PASSAGE EXTRAIT.
━━━━
Lorsque Louis R. Vitullo est décédé en 2006, l'une des nécrologies parues dans la presse le décrivait en titre comme "l'homme qui a créé le kit du viol", un outil standardisé permettant de recueillir des preuves médico-légales après des agressions sexuelles.
Le microanalyste en chef du laboratoire de criminologie de Chicago, aux États-Unis, avait été un pionnier qui avait transformé le système de justice pénale, selon les articles de presse de l'époque.
Cependant, sa mémoire a commencé à se rétablir par la suite.
C'est une femme qui a effectué les recherches, élaboré les idées, développé le concept et, une fois qu'il est devenu réalité, a fait produire et distribuer le kit et a formé toutes les personnes concernées à son utilisation.
Elle s'appelait Martha "Marty" Goddard (1941 - 2015) et, comme elle l'a dit elle-même, tout s'est passé à une époque où le mot viol ou inceste était à peine mentionné : "On ne parlait pas de ces choses-là."
Une époque où des ouvrages faisant autorité, tels que le "Complete Textbook of Psychiatry, II" (1975), proclamaient que l'incidence de l'inceste père-fille aux États-Unis était de 1 pour 1 million de familles.
━━━━
PROBLÈMES À RÉSOUDRE.
(1) D'après l'extrait sur le kit du viol, pourquoi le mérite de ce kit revient-il à Martha Goddard ? Répondez en une à trois phrases.
(2) Dans l'extrait sur le kit du viol, quelle incidence de l'inceste père-fille aux États-Unis le "Complete Textbook of Psychiatry, II" (1975) proclamait-il ? Indiquez-la, s'il vous plaît, en quelques mots.
Ces enregistrements proviennent d'une autre source.

Entrées du jeu de données:
━━━━
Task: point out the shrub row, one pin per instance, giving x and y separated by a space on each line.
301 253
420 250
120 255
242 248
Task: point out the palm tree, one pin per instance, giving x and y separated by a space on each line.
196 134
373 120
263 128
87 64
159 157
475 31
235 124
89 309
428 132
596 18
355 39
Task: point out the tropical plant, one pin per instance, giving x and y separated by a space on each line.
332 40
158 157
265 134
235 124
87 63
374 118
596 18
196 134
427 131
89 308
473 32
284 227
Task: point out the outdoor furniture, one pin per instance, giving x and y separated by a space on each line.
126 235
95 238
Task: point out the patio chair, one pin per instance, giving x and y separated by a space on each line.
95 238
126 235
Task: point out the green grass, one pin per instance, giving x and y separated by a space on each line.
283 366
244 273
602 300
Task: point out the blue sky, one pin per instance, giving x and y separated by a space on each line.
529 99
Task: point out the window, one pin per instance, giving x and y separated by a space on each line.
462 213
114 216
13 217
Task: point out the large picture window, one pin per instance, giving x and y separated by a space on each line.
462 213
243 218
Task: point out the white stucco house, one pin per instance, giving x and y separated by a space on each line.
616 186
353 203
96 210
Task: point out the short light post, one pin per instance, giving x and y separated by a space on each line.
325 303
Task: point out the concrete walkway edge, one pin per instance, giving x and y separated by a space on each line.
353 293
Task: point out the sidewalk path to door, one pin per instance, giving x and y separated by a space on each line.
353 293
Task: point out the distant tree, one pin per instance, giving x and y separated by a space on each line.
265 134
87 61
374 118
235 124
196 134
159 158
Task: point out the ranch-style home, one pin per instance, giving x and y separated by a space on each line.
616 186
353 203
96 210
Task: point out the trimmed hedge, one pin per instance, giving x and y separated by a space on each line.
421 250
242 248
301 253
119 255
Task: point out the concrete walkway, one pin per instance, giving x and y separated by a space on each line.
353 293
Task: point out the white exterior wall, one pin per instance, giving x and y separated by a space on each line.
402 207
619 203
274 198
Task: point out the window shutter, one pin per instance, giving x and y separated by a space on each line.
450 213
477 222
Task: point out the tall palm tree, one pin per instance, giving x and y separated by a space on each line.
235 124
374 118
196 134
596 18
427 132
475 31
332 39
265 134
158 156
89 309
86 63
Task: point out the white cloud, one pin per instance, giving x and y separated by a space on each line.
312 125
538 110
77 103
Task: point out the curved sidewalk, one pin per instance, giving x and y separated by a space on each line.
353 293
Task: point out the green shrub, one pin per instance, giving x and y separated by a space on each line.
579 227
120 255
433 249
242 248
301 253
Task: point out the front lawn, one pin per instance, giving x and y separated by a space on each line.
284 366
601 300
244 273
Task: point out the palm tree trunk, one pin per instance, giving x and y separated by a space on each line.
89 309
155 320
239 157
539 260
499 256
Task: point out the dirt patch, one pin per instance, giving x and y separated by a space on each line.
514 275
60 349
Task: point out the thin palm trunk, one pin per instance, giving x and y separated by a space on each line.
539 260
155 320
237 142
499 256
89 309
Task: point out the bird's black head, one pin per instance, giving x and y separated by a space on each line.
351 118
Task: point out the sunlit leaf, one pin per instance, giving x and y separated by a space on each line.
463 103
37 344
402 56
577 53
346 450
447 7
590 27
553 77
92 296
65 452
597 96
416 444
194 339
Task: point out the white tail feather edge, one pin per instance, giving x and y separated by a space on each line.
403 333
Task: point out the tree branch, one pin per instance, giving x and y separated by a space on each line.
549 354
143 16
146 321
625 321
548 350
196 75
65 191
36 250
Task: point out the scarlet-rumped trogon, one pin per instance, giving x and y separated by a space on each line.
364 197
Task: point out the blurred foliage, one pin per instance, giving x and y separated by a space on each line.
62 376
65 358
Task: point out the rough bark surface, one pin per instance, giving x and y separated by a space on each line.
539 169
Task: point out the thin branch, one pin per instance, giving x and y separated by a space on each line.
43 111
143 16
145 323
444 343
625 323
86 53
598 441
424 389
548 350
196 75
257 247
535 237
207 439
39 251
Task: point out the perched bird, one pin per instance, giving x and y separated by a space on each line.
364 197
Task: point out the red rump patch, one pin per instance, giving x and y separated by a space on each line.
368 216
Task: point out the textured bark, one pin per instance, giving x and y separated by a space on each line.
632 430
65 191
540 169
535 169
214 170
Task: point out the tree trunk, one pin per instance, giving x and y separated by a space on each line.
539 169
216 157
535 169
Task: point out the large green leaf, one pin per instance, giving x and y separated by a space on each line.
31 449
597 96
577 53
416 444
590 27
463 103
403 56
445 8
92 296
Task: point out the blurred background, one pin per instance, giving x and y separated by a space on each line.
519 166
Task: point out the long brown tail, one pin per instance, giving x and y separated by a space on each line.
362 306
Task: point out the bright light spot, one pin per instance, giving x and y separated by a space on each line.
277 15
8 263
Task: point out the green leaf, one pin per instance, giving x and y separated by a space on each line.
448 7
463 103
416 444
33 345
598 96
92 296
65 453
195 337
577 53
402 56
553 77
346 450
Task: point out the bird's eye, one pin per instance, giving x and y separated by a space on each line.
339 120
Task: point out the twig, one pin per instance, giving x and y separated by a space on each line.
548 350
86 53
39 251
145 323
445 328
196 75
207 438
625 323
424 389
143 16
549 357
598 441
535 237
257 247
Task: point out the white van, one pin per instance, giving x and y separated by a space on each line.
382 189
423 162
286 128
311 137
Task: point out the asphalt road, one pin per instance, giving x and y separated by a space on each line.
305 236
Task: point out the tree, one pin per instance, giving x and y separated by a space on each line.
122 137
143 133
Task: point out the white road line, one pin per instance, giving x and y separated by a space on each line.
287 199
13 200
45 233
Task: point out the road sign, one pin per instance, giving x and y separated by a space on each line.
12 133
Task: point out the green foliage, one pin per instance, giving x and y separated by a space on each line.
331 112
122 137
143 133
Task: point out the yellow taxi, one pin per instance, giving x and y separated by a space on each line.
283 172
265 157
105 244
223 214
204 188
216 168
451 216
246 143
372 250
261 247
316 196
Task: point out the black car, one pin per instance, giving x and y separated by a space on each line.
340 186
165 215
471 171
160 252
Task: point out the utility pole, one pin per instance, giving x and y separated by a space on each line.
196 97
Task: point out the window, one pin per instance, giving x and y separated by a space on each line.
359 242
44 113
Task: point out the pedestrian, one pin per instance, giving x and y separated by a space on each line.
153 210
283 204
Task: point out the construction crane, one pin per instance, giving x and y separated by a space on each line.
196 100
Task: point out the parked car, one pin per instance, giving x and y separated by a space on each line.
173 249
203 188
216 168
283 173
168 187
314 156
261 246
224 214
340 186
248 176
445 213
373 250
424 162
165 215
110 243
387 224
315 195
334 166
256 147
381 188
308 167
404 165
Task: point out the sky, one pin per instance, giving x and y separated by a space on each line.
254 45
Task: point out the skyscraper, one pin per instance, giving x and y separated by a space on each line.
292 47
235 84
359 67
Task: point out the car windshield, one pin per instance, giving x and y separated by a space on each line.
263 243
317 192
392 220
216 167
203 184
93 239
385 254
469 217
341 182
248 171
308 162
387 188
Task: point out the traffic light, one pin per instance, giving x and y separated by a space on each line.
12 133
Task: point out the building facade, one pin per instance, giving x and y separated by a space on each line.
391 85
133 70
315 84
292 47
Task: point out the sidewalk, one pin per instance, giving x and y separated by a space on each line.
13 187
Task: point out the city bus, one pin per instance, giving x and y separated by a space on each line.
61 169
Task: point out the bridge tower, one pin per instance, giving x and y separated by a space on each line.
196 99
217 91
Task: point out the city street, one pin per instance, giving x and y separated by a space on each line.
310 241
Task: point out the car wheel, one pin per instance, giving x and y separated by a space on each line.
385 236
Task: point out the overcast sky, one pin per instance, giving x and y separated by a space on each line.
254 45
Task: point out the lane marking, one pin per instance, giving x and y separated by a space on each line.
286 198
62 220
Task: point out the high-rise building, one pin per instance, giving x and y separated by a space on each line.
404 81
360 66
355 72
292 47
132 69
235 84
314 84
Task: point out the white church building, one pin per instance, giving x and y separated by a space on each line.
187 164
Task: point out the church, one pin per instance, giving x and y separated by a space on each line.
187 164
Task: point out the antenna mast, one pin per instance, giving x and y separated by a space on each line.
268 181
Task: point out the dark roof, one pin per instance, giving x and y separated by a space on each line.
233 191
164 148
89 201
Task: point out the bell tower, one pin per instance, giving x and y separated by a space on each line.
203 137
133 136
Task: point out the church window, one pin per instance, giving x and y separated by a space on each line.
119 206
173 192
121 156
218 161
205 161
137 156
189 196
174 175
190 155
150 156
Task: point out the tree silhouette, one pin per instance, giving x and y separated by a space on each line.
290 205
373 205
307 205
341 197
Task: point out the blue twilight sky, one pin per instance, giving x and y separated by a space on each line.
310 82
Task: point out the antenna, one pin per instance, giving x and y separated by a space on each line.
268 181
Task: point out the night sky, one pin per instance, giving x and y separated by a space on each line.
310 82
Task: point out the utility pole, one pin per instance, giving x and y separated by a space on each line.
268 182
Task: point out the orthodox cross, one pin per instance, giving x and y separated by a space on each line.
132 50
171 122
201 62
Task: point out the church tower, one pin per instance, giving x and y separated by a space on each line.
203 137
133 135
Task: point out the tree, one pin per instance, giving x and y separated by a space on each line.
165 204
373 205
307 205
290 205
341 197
━━━━
VOS RÉPONSES ÉCRITES.
(1) C'est elle qui a effectué les recherches, élaboré les idées et développé le concept du kit. Une fois le kit devenu réalité, elle l'a aussi fait produire et distribuer, et a formé toutes les personnes concernées à son utilisation.

(2) 1 pour 1 million de familles.